Passage provided:
I took this photograph during an early morning ascent of Mt. Waddington in the Coastal Range of British Columbia. It was July, 1989, and we had traversed the range for nearly three weeks to get to this point. After bushwhacking through devil's club and slide alder we reached a treeless landscape of rock, ice and snow. Except for a helicopter dropping supplies at a food cache and another one dropping four mountaineers on a glacier, the only other souls we saw were members of our expedition. I was 21 years old.
That summer with the National Outdoor Leadership School was one of life's truly formative experiences. I found my independence, and discovered a pioneering spirit that would lead me to Africa and to a career in conservation. I realized I had the strength and stamina to carry ninety pounds for sixteen hours over ice fields and scree, but also learned humility in the mental discipline of mountaineering and the thin line between the contingencies for which one can control and the events one cannot.
The alpine wilderness, like its kindred the desert and the immense, rolling ocean, is utterly indifferent to those who venture beyond the confines of civilization. Yet we who do so are often transformed by the experience. Our senses quicken. We notice tiny worms swimming within the brilliant blue of glacial pools, and the insects blown over the mountains and strewn across the face of the ice. We draw ever nearer the surf on the rocky shore, testing the margin between ourselves and forces far greater and beyond our command.
When I was younger, the wilderness appealed to me not because I hoped to dominate it, daring the odds of survival with every extreme undertaking, but because of its promise of solitude, discovery and awakened sensitivity. I climbed mountains in confidence that I could do so unharmed, yet learned in those vast spaces that I was vulnerable. I wandered in deserts seeking mysteries.

[Named object pointing items]
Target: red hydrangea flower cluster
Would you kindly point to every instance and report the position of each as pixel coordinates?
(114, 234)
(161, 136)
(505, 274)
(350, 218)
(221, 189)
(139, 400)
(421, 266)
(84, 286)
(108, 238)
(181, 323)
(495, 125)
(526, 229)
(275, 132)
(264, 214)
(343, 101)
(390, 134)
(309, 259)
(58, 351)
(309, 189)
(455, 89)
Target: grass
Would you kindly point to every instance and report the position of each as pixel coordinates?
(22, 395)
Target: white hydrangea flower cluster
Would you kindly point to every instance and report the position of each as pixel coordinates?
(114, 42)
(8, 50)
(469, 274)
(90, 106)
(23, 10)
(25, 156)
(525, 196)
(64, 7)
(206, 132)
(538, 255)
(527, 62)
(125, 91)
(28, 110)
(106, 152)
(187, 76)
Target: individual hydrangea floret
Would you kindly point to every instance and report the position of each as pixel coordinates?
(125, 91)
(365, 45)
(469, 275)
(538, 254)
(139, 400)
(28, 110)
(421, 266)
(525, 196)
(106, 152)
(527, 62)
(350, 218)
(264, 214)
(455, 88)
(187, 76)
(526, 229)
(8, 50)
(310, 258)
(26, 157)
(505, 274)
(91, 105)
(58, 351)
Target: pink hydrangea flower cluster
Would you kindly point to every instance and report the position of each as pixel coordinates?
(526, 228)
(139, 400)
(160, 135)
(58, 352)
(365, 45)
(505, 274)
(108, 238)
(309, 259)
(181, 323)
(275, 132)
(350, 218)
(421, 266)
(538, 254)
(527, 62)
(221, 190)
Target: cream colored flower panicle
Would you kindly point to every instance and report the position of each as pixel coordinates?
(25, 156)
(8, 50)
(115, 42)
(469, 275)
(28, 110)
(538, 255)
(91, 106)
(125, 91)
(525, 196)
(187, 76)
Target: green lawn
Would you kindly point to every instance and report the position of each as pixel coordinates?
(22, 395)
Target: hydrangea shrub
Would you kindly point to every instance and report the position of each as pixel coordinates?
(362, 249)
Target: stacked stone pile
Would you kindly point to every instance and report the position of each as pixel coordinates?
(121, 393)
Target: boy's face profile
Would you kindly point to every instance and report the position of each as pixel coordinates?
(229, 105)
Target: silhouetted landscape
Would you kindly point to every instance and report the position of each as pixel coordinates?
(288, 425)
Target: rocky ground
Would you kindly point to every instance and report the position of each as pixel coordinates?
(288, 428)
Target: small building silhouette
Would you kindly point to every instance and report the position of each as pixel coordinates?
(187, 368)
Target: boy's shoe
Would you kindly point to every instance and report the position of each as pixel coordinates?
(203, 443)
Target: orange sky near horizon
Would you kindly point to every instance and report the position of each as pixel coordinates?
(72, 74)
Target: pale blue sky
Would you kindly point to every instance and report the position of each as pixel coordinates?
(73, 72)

---

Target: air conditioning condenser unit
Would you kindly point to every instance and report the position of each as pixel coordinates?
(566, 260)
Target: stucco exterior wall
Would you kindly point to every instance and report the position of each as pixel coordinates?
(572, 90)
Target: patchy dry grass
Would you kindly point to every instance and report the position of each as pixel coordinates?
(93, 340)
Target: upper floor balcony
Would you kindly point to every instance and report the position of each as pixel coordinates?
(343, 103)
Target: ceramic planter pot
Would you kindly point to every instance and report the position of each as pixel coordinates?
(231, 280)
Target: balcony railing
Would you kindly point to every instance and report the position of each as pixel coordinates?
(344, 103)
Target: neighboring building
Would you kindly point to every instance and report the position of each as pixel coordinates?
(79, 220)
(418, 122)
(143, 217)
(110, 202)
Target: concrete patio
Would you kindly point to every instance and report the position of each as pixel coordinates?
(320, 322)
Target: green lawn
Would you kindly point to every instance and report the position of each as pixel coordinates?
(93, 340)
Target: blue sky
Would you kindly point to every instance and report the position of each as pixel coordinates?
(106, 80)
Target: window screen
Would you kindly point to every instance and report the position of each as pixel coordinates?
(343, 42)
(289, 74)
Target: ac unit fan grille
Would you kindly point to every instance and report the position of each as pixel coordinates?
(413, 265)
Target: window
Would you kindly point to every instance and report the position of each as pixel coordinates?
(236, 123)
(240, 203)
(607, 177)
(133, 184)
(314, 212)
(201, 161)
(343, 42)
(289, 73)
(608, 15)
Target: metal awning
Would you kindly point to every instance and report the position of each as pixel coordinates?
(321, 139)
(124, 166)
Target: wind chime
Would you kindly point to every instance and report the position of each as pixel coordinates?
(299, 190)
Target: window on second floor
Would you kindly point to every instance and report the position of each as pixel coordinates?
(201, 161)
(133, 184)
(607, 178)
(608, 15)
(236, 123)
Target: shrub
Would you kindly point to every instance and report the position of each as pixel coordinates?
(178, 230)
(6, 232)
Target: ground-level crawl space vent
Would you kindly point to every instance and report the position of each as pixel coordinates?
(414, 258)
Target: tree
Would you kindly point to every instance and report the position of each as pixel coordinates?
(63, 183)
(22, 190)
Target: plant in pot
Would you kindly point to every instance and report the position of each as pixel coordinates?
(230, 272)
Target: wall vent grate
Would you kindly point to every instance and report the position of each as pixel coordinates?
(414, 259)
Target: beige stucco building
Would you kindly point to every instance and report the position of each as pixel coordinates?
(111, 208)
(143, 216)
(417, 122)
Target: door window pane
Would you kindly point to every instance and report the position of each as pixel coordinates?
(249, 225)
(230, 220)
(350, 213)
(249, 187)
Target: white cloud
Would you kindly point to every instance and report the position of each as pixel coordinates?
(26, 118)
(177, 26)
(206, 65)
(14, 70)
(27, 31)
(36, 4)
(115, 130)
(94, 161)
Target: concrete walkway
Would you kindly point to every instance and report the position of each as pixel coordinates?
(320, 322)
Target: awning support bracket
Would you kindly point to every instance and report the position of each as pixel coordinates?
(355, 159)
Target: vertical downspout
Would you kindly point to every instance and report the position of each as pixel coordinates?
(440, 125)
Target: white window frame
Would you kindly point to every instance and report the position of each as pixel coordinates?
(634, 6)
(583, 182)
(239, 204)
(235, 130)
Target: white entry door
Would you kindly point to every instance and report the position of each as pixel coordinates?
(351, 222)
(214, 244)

...

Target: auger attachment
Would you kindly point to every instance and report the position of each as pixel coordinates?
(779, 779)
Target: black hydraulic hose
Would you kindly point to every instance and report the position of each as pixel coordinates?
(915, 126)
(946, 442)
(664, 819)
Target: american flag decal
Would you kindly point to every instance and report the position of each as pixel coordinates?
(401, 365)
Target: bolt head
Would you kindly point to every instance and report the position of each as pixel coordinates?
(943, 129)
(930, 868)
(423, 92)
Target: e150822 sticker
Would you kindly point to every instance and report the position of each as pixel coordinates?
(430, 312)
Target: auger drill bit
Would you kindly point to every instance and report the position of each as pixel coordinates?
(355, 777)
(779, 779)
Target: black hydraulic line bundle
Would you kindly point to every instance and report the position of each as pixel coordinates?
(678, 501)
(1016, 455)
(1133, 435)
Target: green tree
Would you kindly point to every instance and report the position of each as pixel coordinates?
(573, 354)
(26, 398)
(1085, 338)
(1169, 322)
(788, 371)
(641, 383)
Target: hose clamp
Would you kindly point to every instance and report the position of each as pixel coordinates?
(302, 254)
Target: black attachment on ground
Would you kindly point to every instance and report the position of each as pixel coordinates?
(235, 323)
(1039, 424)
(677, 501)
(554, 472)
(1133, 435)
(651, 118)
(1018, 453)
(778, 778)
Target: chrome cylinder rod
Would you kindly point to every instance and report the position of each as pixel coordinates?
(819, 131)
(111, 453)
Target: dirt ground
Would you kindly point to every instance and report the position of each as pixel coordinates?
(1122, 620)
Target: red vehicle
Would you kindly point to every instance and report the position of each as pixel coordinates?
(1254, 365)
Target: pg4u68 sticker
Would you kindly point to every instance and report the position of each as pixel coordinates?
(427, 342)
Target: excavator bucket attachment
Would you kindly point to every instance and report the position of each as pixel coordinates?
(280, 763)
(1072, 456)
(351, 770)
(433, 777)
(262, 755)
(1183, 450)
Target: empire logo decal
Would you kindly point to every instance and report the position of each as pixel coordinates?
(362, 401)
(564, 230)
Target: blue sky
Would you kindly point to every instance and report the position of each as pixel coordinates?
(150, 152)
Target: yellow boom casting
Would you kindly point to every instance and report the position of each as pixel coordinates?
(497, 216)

Direction:
In the passage on Mt. Waddington, how old was the writer during the July 1989 ascent? Rely only on the passage on Mt. Waddington.

The output:
21 years old.